Entries shown:
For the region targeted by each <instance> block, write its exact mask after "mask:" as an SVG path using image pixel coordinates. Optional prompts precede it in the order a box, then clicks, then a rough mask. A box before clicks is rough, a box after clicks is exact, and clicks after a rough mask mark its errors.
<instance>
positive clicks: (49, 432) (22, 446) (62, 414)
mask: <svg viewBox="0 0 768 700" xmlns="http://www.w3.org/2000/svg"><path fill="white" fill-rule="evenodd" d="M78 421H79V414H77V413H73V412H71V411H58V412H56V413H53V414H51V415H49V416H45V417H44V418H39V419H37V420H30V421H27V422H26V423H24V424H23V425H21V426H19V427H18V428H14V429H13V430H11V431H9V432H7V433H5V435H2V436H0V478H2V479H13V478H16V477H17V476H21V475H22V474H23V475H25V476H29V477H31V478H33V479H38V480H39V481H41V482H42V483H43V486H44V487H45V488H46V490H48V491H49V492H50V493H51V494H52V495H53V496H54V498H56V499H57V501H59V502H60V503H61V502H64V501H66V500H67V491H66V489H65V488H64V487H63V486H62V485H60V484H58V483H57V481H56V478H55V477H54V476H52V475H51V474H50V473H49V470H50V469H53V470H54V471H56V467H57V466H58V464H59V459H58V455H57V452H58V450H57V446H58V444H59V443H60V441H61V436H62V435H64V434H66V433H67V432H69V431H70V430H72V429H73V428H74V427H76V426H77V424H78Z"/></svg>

* * *

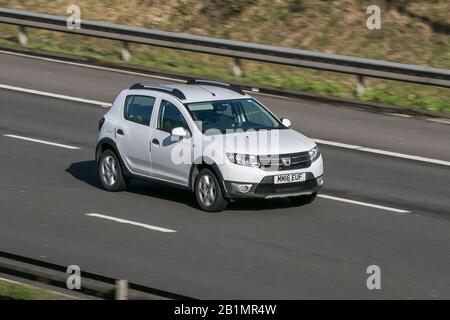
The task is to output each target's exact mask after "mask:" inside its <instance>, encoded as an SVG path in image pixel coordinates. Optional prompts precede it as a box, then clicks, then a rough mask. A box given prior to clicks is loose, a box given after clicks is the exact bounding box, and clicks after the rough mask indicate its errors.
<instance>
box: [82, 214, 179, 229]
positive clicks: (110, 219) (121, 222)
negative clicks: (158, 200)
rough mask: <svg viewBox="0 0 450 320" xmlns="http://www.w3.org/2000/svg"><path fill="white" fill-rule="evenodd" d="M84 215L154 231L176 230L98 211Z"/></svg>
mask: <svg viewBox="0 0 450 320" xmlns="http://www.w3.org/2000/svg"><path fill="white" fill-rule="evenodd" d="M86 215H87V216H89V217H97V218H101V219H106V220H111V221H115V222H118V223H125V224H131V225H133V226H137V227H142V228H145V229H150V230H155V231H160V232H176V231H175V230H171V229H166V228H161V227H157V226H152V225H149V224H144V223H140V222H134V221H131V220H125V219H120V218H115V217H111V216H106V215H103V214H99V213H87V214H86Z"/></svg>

About this exercise: Set out the lines from the one containing "The task is" through the one containing "rough mask: <svg" as a Markdown table with the columns Row and Line, numbering each row and skipping any blank lines.

Problem solution:
| Row | Line |
|---|---|
| 1 | The task is to output each target's exact mask after "mask:" inside its <instance>, encoded as an SVG path in image pixel coordinates. Optional prompts precede it as a box, then clicks, then a rough mask. A box given prior to clicks is loose, a box given after clicks is the exact bounding box, and clicks after the rough mask indicate its errors. |
| 2 | <instance> |
| 3 | box: [82, 214, 179, 229] |
| 4 | positive clicks: (110, 219) (121, 222) |
| 5 | negative clicks: (158, 200) |
| 6 | rough mask: <svg viewBox="0 0 450 320" xmlns="http://www.w3.org/2000/svg"><path fill="white" fill-rule="evenodd" d="M84 215L154 231L176 230L98 211Z"/></svg> |